Assignment 1:
Answer these questions using the article on post-Covid customer engagement for TechCEOs:
(a) What topic did the previous month's article cover?
(b) What label does the article give to the role sellers should be positioned and equipped for?
(c) Under the third strategy, what do CEOs recognize they need to shift from, and to what?
Assignment 2: Extend the article on post-Covid customer engagement for TechCEOs, picking up after its final sentence.

Post Covid, 6 Ways TechCEOs Can Jumpstart Customer Engagement
COVID-19 has been one of the biggest global challenges of our generation. Customer behaviour is changing at a staggering pace, and digital adoption has become necessary for survival. When the pandemic eventually recedes, your customers will have to continue to adapt and accommodate new business models, attitudes and behaviours in engaging markets. Leaders must take immediate action to meet customer expectations in the post-crisis era.
As a TechCEO, You have a unique opportunity in engaging differently with your customers and help them navigate this crisis.
Last month we covered how TechCEOs can respond to the Covid-19 event and take control of your business in H2 2020. Now, let’s explore how TechCEOs can engage their customers differently and deepen their relationship.
Let’s be clear. By now customers have accepted the fact they are bang in the center of a prolonged recession, at the same time they are seeking a level of certainty which allows them to move forward with caution and renewed hope.
Most important thing they want from any vendor is to assist them in establishing a sense of clarity. As a TechCEO, if your selling team has reach across a broad swath of customers, industry verticals, and geographies you can help your customers by providing evidence-based perspectives. There is a clear opportunity for vendors to make sense of rapidly shifting conditions and bring clarity to their customers.
As a TechCEO, you can offer your customers some of these information:
Assess impact on customer businesses and potential areas to offer support.
Create near-term commercial messages that help customers more effectively manage their business through the pandemic and aftermath.
In lieu of data-backed perspective, engage customers with a hypothesis-led approach.
Position and arm sellers as “Sense Makers,” helping customers understand rapidly shifting dynamics.
Let’s elaborate.
Customer Engagement Strategies
1. Help re-visit the long-term plan or strategy.
“How is your long-term strategy changing or evolving given current conditions?
Have you had discussions with your customers to understand the impact of this recession on their business strategy? As frightening as the current crisis may appear, if you can help your customers respond better to it will decide how well their organisations will thrive once the economy starts recovering. You will deepen your relationship with clients if If you can give them ideas whereby they can utilise the slowdown to step back and take some strategic measures that will pay off in the long term.
2. Explore hypothesis on coming changes to customer or market behaviour.
“Here’s what we’re seeing and what we think it means. What do you think? Would you agree?”
To some extent if you can put yourself in your customer’s shoes and help them analyse their current situation, outlook, the forces shaping the next normal, and the new organisational structures that can help them keep pace with the changes – it will be really welcome. Instead of pushing your products and solutions, if your selling team can spend some time in engaging and visualising the changes in your customer business and test some hypothesis, it will go a long way in developing an empathetic relationship with client stake holders.
You could launch a survey, consolidate reports and gather vital data points and assemble it meaningful ways to make an impact to your customer assessment journey.
3. Explore likely impact to business processes (e.g. workflow, supply chain).
“Which processes will likely change as a result of COVID-19, and which won’t? Here’s what we’re seeing.”
One silver lining with Covid situation is that it has shown businesses how to manage better and achieve greater speed, quality, and cost control. Gone are the days of waiting around for best practices to emerge. CEOs recognise the need to shift from adrenaline-based speed during COVID-19 to speed by design for the long run. The winners are experimenting now, and boldly.

Extracted information:
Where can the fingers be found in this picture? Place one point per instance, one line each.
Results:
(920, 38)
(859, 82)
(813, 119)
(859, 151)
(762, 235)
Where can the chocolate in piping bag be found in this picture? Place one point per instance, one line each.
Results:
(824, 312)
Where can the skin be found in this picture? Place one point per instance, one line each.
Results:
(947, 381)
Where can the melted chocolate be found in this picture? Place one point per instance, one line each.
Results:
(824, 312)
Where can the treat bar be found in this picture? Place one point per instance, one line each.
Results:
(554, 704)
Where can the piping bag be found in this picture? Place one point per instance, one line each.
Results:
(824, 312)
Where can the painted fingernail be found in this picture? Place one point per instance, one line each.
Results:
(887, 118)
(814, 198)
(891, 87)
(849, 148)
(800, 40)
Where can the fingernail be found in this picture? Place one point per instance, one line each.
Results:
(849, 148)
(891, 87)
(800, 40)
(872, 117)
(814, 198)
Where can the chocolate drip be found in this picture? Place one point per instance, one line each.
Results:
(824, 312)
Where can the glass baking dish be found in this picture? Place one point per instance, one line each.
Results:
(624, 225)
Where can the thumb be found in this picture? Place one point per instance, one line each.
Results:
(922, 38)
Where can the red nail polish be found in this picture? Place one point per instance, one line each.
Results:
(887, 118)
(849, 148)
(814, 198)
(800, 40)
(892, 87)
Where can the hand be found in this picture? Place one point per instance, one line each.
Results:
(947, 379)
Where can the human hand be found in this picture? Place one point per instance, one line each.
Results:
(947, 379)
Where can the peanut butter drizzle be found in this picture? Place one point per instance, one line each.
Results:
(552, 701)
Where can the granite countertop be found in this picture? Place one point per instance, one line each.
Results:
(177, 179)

Exercise answer 1:
(a) How TechCEOs can respond to the Covid-19 event and take control of their business in H2 2020.
(b) "Sense Makers," helping customers understand rapidly shifting dynamics.
(c) From adrenaline-based speed during COVID-19 to speed by design for the long run.

Exercise answer 2:
You could explore with your customers as to which key processes are in for a major revamp. For example, redeploying talent, improving productivity in specific areas, developing new products quickly, shifting and adjusting operations can be explored in detail to adapt to current situational needs. You could be of help to your customers in some way.
4. Address previously agreed-upon strategic initiatives.
“Which strategic initiatives will you likely have to revisit or re-prioritise as a result of these changes?”
Post pandemic, most organisations are being forced to address these 3 important questions: Who are we? How do we operate? How will we grow? Most customers are focussed on helping stabilise the company in the near term, creating the right conditions for growth as we emerge from the crisis, and building the resilience the company will need to get through the next several cycles.
You could engage in conversations to discuss how strategic priorities are shifting with this sudden change in fortunes and how companies are responding to the situation.
5. Help customers develop and prioritise actions for a range of upcoming scenarios.
“Let’s lay out the range of actions you might take for each step of the following three phases, depending on how conditions develop: near term protection, mid-term recovery, long-term new normal”
For one of our clients we immediately engaged in a conversation that went like this:
Look after employees first, followed by customers and suppliers. It will pay off in the long run, as each group will certainly remember how you treated them during this difficult time. The profits and dividends will come later if you make the right decisions and moves now.
We helped them establish clarity in communicating short term execution of long term plans and not short term guidance.
We discussed with their leadership team as to how as a company they can withstand the crisis, and how strong will it be in the long term, considering its competitive position, growth potential, and returns on capital? It help them a lot.
6. Create near-term commercial messages that help customers respond smarter.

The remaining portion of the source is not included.